*Extract*.

OSHA investigating whether Fayette schools protected workers from COVID-19
The Fayette school bus garage where 19 employees tested positive for COVID-19 and one died is under review by the U.S. Occupational Safety and Health Administration.
A report in the OSHA database said an investigation opened April 10 on the Miles Point school bus garage. Marjorie Arnold, Chief of Staff for the Kentucky Labor Cabinet, said Friday that the Kentucky Labor Cabinet, Division of Occupational Safety and Health Compliance, opened an inspection involving Fayette County Schools –- Miles Point Bus Garage, on April 10, after being informed of the death of one of their employees.
“This inspection is on-going and could take up to 6 months to complete,” said Arnold. “The Kentucky Labor Cabinet, including the Division of Occupational Safety and Health Compliance, has taken an active role in working with the Governor’s Office and other state and local enforcement personnel throughout the state to help protect the working men and women of the Commonwealth.”
USA Today reported that nationwide, federal workplace safety inspectors “are conducting nearly 200 coronavirus related investigations to determine whether employers failed to adequately protect their workers,” and that Fayette County Public Schools is one of them.
“While we cannot comment on an open investigation, it is important to note that Fayette County Public Schools initiated the Occupational Safety and Health Administration review by self-reporting the loss of our employee,” district spokeswoman Lisa Deffendall told the Herald-Leader Friday.
USA Today reported that OSHA has jurisdiction over most workplaces in the country and enforces regulations “with inspections, citations and legal actions.”

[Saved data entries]
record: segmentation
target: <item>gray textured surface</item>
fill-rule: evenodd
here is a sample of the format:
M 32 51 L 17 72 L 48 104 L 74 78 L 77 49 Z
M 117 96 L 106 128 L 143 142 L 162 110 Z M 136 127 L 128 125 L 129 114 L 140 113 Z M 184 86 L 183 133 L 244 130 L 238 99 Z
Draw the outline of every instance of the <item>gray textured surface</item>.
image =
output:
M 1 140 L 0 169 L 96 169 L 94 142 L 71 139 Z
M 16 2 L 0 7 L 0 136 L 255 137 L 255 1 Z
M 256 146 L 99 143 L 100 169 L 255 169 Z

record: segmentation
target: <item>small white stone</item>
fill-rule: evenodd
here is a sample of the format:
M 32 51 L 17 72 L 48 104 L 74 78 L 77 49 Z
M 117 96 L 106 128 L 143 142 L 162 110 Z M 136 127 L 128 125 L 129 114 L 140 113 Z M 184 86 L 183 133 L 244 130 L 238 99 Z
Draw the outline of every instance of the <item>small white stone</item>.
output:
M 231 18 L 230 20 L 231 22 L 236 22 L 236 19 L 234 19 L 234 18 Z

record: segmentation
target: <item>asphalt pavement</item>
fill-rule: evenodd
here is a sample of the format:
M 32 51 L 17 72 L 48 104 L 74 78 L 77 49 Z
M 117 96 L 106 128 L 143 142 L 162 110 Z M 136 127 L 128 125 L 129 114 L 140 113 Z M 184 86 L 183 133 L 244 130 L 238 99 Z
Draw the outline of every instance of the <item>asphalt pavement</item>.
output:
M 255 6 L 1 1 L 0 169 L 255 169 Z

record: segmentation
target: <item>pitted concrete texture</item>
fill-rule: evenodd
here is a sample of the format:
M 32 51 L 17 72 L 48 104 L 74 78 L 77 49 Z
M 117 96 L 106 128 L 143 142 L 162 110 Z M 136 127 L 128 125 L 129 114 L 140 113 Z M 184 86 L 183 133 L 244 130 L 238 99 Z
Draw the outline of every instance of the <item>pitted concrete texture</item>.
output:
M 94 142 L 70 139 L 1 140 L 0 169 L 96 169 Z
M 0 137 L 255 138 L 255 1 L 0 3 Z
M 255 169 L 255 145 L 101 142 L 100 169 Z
---
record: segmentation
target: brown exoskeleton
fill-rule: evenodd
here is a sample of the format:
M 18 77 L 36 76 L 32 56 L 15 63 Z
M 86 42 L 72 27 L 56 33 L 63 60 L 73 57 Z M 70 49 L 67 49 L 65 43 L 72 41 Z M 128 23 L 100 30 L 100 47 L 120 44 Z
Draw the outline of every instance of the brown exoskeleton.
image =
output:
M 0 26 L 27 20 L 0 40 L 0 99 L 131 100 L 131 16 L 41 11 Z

*Work to complete*.
• a. Copy everything in the OSHA article from "USA Today reported that nationwide, federal" down to "one of them.".
• b. How many employees at the Fayette school bus garage tested positive for COVID-19, according to the OSHA article?
The lines are not used for any of this.

*Task results*.
• a.
USA Today reported that nationwide, federal workplace safety inspectors “are conducting nearly 200 coronavirus related investigations to determine whether employers failed to adequately protect their workers,” and that Fayette County Public Schools is one of them.

• b. 19 employees tested positive.